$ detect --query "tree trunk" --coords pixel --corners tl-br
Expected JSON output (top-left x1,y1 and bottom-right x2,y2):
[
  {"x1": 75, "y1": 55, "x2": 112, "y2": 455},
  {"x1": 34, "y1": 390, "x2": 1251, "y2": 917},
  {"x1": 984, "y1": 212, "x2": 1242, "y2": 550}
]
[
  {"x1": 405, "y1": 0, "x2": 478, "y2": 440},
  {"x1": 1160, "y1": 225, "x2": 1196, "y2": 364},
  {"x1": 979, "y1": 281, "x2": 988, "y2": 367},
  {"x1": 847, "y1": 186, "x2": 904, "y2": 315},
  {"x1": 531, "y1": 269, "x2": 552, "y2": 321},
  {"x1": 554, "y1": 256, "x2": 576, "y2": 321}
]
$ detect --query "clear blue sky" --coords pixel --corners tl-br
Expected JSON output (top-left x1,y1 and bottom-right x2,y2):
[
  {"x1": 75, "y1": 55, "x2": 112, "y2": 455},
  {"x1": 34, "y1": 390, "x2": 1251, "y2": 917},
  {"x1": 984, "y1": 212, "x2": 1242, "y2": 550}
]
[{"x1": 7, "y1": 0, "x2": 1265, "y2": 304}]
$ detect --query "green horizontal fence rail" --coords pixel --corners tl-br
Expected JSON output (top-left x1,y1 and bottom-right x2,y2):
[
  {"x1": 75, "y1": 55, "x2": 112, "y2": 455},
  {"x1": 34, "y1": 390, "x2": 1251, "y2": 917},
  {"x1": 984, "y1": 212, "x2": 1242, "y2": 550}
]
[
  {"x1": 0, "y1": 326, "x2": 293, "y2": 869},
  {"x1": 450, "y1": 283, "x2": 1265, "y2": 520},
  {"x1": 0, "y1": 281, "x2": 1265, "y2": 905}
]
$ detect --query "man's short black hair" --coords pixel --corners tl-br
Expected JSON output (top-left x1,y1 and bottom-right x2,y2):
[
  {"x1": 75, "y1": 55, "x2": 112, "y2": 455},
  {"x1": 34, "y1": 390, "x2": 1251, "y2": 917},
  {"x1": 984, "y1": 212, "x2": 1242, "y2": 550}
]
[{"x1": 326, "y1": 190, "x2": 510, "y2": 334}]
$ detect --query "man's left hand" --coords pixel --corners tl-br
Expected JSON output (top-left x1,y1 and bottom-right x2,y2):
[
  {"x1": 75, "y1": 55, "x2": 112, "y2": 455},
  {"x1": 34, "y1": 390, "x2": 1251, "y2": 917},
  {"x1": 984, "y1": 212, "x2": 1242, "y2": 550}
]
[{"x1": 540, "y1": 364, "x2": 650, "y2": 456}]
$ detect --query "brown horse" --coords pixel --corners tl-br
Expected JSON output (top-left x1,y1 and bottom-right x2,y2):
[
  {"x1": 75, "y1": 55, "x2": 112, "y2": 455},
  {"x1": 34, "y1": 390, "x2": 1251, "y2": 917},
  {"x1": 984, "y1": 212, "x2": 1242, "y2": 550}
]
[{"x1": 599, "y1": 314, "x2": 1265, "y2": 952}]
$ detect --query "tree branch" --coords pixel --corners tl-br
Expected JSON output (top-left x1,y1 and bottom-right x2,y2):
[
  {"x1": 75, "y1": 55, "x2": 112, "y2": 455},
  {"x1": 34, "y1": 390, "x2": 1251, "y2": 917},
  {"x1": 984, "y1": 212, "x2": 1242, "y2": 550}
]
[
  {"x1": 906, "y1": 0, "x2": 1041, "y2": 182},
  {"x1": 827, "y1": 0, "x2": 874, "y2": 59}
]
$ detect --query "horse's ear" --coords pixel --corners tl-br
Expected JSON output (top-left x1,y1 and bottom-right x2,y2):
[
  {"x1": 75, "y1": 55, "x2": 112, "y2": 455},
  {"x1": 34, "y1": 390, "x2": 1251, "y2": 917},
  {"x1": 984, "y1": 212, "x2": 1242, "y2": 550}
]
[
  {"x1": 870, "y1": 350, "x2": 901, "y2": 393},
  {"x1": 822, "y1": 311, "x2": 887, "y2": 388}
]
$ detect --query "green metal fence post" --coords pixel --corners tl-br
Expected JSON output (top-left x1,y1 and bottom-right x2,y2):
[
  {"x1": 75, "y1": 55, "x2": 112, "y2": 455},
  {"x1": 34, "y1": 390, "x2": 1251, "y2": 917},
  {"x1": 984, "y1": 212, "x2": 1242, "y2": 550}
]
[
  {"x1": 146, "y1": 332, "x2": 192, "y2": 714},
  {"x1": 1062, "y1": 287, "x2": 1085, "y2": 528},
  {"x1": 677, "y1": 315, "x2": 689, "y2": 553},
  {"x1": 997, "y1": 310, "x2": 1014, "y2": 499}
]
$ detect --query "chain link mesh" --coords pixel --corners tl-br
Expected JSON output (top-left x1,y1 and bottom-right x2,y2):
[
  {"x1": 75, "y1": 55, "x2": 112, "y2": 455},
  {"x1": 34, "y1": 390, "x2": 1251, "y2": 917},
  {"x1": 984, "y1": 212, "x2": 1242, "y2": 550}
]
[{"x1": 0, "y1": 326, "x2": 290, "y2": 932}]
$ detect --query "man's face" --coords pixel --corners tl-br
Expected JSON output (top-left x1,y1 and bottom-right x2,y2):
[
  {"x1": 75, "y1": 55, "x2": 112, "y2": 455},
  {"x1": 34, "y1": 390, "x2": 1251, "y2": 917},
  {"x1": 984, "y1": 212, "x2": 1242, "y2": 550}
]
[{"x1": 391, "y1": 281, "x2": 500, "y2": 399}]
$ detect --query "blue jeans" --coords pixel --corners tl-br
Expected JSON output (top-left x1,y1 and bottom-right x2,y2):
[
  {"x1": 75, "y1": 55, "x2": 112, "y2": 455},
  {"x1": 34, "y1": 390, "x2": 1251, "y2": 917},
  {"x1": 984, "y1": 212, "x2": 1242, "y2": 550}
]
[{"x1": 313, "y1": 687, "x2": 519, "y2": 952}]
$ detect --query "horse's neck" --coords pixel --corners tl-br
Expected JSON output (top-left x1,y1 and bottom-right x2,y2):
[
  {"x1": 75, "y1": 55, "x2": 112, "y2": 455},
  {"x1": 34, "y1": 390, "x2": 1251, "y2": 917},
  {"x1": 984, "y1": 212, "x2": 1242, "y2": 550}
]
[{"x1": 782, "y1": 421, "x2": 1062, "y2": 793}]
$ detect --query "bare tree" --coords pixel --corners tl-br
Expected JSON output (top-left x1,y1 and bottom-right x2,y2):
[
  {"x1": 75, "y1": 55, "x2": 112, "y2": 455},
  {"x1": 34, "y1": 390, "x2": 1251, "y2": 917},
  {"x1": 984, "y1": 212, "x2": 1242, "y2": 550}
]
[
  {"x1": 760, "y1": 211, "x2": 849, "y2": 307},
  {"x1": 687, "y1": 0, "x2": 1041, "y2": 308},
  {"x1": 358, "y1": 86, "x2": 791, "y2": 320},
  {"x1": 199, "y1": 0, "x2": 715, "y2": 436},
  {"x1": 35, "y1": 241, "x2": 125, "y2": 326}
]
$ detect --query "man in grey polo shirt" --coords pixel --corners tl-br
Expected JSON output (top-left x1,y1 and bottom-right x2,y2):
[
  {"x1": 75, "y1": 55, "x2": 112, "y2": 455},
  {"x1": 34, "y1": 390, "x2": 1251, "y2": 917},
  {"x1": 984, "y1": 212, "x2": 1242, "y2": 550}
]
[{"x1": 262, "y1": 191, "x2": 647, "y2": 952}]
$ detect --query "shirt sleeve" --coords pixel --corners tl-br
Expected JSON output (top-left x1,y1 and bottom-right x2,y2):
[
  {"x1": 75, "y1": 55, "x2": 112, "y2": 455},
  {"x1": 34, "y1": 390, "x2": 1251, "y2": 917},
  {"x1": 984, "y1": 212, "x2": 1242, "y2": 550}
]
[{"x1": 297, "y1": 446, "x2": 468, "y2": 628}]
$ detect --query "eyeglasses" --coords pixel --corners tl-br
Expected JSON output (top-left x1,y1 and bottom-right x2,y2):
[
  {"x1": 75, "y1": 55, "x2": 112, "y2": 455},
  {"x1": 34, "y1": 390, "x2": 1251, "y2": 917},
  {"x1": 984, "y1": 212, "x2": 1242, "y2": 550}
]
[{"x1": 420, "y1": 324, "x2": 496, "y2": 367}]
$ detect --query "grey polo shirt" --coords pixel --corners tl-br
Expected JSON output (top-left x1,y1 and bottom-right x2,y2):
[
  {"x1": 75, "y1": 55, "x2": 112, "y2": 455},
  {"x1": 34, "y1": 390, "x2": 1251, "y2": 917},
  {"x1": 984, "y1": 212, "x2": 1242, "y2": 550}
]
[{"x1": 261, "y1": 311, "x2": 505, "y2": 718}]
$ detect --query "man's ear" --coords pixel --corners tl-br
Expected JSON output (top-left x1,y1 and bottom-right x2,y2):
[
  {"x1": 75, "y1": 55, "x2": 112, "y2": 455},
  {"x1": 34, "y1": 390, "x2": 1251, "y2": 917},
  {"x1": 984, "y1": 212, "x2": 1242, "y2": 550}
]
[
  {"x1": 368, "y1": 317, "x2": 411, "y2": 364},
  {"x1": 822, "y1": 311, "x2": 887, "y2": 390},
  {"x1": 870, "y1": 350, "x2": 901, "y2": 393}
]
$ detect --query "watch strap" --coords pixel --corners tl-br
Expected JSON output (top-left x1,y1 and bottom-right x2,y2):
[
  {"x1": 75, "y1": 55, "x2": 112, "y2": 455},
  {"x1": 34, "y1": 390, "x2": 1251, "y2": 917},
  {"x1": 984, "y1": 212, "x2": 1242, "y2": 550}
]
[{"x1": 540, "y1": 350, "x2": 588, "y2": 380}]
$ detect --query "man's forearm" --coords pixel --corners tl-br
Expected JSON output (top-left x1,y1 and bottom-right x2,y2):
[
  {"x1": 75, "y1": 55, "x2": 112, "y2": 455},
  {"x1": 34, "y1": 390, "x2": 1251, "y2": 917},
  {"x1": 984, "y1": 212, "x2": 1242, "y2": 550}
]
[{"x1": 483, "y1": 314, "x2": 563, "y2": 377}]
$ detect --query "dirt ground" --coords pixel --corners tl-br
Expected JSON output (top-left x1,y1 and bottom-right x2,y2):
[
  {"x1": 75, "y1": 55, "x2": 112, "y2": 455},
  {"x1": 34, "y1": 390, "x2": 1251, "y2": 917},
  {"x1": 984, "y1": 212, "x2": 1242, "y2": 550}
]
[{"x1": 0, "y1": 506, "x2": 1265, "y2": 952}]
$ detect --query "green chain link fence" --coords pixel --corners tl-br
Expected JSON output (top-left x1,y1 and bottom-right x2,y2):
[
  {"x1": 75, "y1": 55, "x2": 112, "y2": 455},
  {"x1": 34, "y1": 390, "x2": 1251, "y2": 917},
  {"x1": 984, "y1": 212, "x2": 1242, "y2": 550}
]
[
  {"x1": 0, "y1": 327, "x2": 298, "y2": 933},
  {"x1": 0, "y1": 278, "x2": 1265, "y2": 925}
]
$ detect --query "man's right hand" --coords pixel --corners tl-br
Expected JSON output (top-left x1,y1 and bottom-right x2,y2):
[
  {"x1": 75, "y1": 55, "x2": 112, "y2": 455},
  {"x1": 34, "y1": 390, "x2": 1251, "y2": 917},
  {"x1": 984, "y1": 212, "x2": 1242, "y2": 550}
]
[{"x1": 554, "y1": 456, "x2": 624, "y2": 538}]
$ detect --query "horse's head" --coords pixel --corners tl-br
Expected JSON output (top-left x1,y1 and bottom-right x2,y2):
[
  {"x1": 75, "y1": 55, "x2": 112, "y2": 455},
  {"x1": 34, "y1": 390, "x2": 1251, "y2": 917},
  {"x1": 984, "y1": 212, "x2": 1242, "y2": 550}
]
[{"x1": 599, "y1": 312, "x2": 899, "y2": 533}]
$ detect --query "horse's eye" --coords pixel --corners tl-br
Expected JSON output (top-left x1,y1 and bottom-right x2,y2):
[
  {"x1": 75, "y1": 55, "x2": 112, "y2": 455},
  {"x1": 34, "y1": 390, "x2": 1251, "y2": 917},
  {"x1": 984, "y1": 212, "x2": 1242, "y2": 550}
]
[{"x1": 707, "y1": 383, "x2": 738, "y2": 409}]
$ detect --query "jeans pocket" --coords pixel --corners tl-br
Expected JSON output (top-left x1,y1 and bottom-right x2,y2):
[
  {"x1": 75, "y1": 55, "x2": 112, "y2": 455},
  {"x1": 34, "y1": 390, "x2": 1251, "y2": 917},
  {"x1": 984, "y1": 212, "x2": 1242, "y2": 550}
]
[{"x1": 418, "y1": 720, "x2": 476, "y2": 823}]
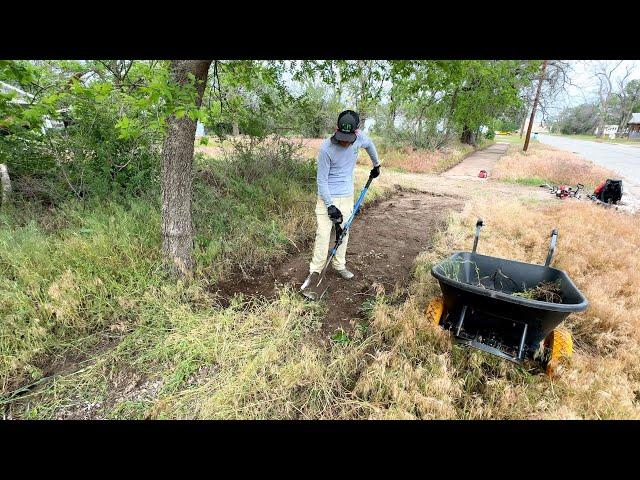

▶ [What this task involves]:
Extract each line of the data above that contains the string "jeans". Treat uppercase and lowercase as different.

▶ [Answer to the exercise]:
$ detect --query "blue jeans" --coords pixel --corners tl-br
$ detect --query "jeans pocket" --coords pixel --corners tl-br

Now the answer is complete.